- _Travail demandé_
a. Recopiez tel quel un extrait du texte sur la décadence des mœurs en France : commencez aux mots « et, si la corruption » et arrêtez-vous après « de honteux souvenirs. ».
b. Dans le texte sur la décadence des mœurs en France, qui les doctrines révolutionnaires auraient-elles perverti ?
___ Passage du texte
S'il faut en croire les écrivains qui servent d'interprètes aux partisans de l'ancienne monarchie, nous sommes tombés dans un état de dépravation qui n'a jamais eu d'exemple. Les principes de morale, les préceptes de la religion, ont perdu leur salutaire influence; il n'y a plus d'union dans les familles; plus d'honneur, plus de probité dans les hommes; plus de modestie, plus de chasteté dans les femmes. La nation française est avilie à un tel point qu'on ne peut y penser sans frémir. Les doctrines révolutionnaires, c'est-à-dire constitutionnelles, ont perverti les habitants des campagnes comme les citoyens des villes;

et, si la corruption continue à se répandre, si l'on ne se hâte de revenir aux moeurs antiques, aux maximes qui réglaient la conduite de nos pères, la société s'écroulera sur ses bases mal assurées; il ne restera de la France nouvelle que d'informes monuments et de honteux souvenirs.
______
___ Lignes fournies
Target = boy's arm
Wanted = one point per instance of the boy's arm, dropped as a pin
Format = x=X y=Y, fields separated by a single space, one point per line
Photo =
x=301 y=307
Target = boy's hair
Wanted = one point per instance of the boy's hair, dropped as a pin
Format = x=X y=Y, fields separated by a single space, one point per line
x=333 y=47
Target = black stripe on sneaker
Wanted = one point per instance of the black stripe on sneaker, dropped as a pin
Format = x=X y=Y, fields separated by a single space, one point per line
______
- _Réponses aux exercices_
a.
et, si la corruption continue à se répandre, si l'on ne se hâte de revenir aux moeurs antiques, aux maximes qui réglaient la conduite de nos pères, la société s'écroulera sur ses bases mal assurées; il ne restera de la France nouvelle que d'informes monuments et de honteux souvenirs.

b. Les habitants des campagnes comme les citoyens des villes.